Testo selezionato >>

■ ■ ■ ■ ■

Patriarcato e l'odio del femminile. Oltre la narrazione binaria della femmephobia patriarcale

Da ormai qualche tempo al tema della diversità di genere viene dato sempre più (legittimo) spazio all’interno del discorso pubblico italiano.


Eppure sono ancora troppi gli ambienti – di cui molti sedicenti femministi – che propongono una narrazione della disuguaglianza di genere in termini che vedono “le donne” come l’unico oggetto dell’oppressione patriarcale. Come se l’unica direzione in cui viaggiano le discriminazioni fosse da gli uomini verso le donne.


Quando va bene, invece, vengono inclusi (a tutta ragione, ndr) anche gli uomini, rappresentati come vittime collaterali della mascolinità tossica che essi stessi portano avanti.

Ma anche con questa aggiunta, qualcosa non torna: manca un tassello.


Il patriarcato non ha un problema con le donne. Ha un problema con il femminile, e questo trascende identità di genere e orientamenti sessuali.


Il femminile interessa tuttз: le donne (cis, trans, di ogni orientamento sessuale), gli uomini (cis, trans, di ogni orientamento sessuale), le persone trans, non binarie (e tutti i generi al di fuori e all’interno di quelli binari) e le persone intersex, a prescindere dalla loro espressione di genere e orientamento sessuale.


La femminilità – e molto spesso la percezione di essa – è ciò che non piace al patriarcato. Costituisce il bersaglio del suo potere regolatore, il quale si fonda sulla rigida gerarchia che vede il femminile subordinato al maschile, e al tempo stesso dipendente dalla validazione di quest’ultimo.


La femminilità, quindi, è tale solo se e quando è femminilità patriarcale. Cioè un modo di esistere volto alla subordinazione e all’accomodamento del desiderio maschile, attraverso una serie di prescrizioni morali e norme di comportamento ben precisi.


Gli ideali normativi di femminilità sono trasversali al genere: li ritroviamo nell’imposizione più o meno esplicita che viene fatta alle persone femme-presenting di “sorridere” o “essere piacenti nell’aspetto”, o nella richiesta che viene loro fatta di essere sessualmente disponibili senza presentarsi come esseri sessuali. Le stesse prescrizioni patriarcali le troviamo nel grande stigma riservato agli uomini cis che scelgono di curare la propria estetica, che mostrano le proprie emozioni, che piangono in pubblico, che sono (percepiti come) gay. Questi tratti, se incarnati da un uomo (o chiunque venga percepito come tale) stridono con i precetti della femminilità patriarcale, che, al contrario, richiede loro mascolinità, durezza, poca cura dell’aspetto e, ovviamente, eterosessualità.

■ ■ ■ ■ ■

Dati forniti >>
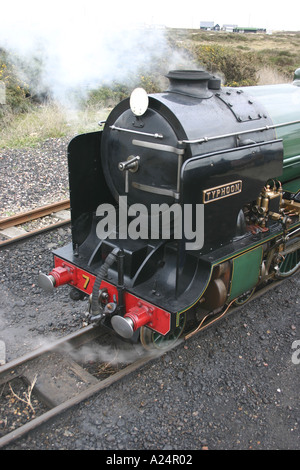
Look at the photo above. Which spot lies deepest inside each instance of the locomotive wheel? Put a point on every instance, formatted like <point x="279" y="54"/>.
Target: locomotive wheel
<point x="244" y="297"/>
<point x="289" y="265"/>
<point x="152" y="340"/>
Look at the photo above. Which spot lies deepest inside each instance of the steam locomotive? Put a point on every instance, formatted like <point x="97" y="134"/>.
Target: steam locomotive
<point x="221" y="168"/>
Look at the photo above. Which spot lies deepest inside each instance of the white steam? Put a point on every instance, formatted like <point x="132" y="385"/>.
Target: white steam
<point x="70" y="46"/>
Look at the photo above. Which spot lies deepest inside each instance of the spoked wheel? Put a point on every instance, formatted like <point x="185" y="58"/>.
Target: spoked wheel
<point x="152" y="340"/>
<point x="289" y="265"/>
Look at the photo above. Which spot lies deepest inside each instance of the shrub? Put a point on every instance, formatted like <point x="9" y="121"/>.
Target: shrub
<point x="17" y="92"/>
<point x="238" y="69"/>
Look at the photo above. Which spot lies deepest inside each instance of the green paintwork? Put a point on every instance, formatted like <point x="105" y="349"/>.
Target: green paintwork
<point x="282" y="103"/>
<point x="246" y="270"/>
<point x="292" y="186"/>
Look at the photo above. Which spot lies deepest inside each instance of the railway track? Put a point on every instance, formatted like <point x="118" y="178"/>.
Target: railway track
<point x="12" y="228"/>
<point x="61" y="381"/>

■ ■ ■ ■ ■

Problema scritto >> Stabilisci se le affermazioni (a), (b) e (c) concordano con il testo sul patriarcato e il femminile, rispondendo sì o no e citando testualmente le parole decisive. (a) Il patriarcato ha un problema con le donne. (b) Gli ideali normativi di femminilità sono trasversali al genere. (c) La femminilità patriarcale richiede agli uomini di curare il proprio aspetto. Le righe sono materiale a sé, separato dal testo.

Soluzione svolta >>
(a) No: «Il patriarcato non ha un problema con le donne. Ha un problema con il femminile».
(b) Sì: «Gli ideali normativi di femminilità sono trasversali al genere».
(c) No: «richiede loro mascolinità, durezza, poca cura dell’aspetto e, ovviamente, eterosessualità».